-- Begin TASK DATA --

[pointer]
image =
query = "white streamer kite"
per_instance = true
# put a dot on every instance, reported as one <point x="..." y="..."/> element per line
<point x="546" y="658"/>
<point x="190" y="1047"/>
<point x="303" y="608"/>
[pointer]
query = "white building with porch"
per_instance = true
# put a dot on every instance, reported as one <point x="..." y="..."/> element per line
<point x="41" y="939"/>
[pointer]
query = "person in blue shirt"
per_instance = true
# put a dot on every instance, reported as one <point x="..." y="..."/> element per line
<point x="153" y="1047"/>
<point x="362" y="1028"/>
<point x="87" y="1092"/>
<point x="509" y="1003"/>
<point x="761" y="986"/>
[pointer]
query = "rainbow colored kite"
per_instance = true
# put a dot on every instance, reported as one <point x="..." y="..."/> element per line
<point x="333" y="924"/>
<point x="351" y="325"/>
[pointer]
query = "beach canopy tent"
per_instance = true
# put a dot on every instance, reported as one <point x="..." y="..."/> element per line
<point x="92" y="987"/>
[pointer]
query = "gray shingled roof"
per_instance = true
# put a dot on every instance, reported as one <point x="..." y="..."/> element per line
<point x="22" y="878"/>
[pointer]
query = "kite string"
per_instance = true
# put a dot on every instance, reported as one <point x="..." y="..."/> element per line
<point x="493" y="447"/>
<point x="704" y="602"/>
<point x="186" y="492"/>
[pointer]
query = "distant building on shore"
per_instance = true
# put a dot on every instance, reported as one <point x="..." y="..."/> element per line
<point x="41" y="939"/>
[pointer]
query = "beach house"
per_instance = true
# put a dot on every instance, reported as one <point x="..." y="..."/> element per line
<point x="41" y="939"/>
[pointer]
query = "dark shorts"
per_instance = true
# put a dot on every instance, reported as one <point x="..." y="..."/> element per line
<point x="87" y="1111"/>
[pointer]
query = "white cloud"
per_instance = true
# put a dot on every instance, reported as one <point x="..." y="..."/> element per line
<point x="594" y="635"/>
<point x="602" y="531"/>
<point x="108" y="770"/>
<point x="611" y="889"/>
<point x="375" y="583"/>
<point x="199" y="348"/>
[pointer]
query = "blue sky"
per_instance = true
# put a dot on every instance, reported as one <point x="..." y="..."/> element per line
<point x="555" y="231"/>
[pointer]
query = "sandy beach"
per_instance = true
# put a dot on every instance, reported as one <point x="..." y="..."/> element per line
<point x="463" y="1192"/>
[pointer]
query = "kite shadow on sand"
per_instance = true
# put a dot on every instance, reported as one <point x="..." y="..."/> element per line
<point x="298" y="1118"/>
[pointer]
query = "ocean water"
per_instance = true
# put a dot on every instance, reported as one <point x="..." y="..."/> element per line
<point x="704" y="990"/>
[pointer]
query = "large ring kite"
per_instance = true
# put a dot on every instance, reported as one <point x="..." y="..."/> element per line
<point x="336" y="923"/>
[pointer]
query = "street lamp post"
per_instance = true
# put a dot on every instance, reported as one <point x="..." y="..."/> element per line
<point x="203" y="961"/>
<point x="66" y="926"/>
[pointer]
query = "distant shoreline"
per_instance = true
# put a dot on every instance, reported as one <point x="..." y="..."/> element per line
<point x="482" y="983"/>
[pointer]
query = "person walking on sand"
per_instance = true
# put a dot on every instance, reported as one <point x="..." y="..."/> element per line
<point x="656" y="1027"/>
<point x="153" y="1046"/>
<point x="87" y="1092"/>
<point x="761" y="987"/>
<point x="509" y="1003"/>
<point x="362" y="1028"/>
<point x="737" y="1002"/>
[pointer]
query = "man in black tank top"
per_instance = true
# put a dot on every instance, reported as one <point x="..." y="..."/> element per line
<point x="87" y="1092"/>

-- End TASK DATA --

EXERCISE PROMPT
Copy each line of the data above without altering a single character.

RESULT
[pointer]
image =
query = "white streamer kite"
per_instance = true
# put a dot on every instance, reported as one <point x="..." y="..."/> element per line
<point x="546" y="658"/>
<point x="190" y="1047"/>
<point x="303" y="608"/>
[pointer]
query = "white building with porch"
per_instance = true
# put a dot on every instance, reported as one <point x="..." y="..."/> element per line
<point x="41" y="939"/>
[pointer]
query = "person in blue shirt"
per_instance = true
# put a dot on every instance, reported as one <point x="..." y="..."/> element per line
<point x="153" y="1047"/>
<point x="362" y="1028"/>
<point x="87" y="1092"/>
<point x="509" y="1003"/>
<point x="761" y="986"/>
[pointer]
query = "rainbow colored kite"
per_instance = true
# put a dot on every instance, reported as one <point x="..." y="..."/> element per line
<point x="333" y="924"/>
<point x="351" y="325"/>
[pointer]
query = "beach canopy tent"
per_instance = true
# put a dot on every instance, reported as one <point x="..." y="..."/> element per line
<point x="92" y="987"/>
[pointer]
query = "gray shingled roof"
per_instance = true
# put a dot on every instance, reported as one <point x="..." y="..."/> element per line
<point x="22" y="878"/>
[pointer]
query = "kite string"
per_instance = true
# put a dot on every instance, reported as one <point x="..." y="..."/> element per line
<point x="493" y="447"/>
<point x="704" y="602"/>
<point x="186" y="492"/>
[pointer]
query = "distant building on shore"
per_instance = true
# put a dot on every instance, reported as one <point x="..." y="..."/> element per line
<point x="41" y="939"/>
[pointer]
query = "beach house"
per_instance = true
# put a dot on every instance, reported as one <point x="..." y="..."/> element per line
<point x="41" y="939"/>
[pointer]
query = "dark shorts"
per_instance = true
# put a dot on every instance, reported as one <point x="..." y="..."/> element per line
<point x="87" y="1111"/>
[pointer]
query = "white cloud"
per_instance = true
# put a dot on every instance, reported as one <point x="..." y="..."/> element per line
<point x="594" y="635"/>
<point x="602" y="531"/>
<point x="108" y="770"/>
<point x="611" y="889"/>
<point x="375" y="583"/>
<point x="199" y="348"/>
[pointer]
query = "blue sky"
per_instance = true
# put a dot on every instance, reported as one <point x="..." y="..."/> element per line
<point x="555" y="231"/>
[pointer]
query = "sandy beach"
per_instance = true
# put a dot on every instance, reported as one <point x="..." y="..."/> element per line
<point x="463" y="1192"/>
[pointer]
query = "kite shadow on sand"
per_instance = true
# put a dot on every instance, reported as one <point x="..." y="..."/> element per line
<point x="298" y="1118"/>
[pointer]
query = "ocean water"
per_instance = true
# put a dot on every instance, reported as one <point x="..." y="..."/> element per line
<point x="704" y="990"/>
[pointer]
query = "large ring kite"
per_instance = true
# put a dot on every instance, reported as one <point x="..." y="..."/> element per line
<point x="336" y="923"/>
[pointer]
query = "street lamp post"
per_instance = true
# put a dot on every instance, reported as one <point x="..." y="..."/> element per line
<point x="203" y="961"/>
<point x="66" y="926"/>
[pointer]
query = "distant shoreline"
per_instance = true
# put a dot on every instance, reported as one <point x="..." y="..."/> element per line
<point x="482" y="983"/>
[pointer]
query = "person walking on sand"
per_instance = true
# put a dot on every instance, reported as one <point x="..." y="..."/> element per line
<point x="656" y="1027"/>
<point x="153" y="1046"/>
<point x="87" y="1092"/>
<point x="761" y="987"/>
<point x="509" y="1003"/>
<point x="362" y="1028"/>
<point x="737" y="1002"/>
[pointer]
query = "man in black tank top"
per_instance = true
# put a dot on every instance, reported as one <point x="..." y="..."/> element per line
<point x="87" y="1092"/>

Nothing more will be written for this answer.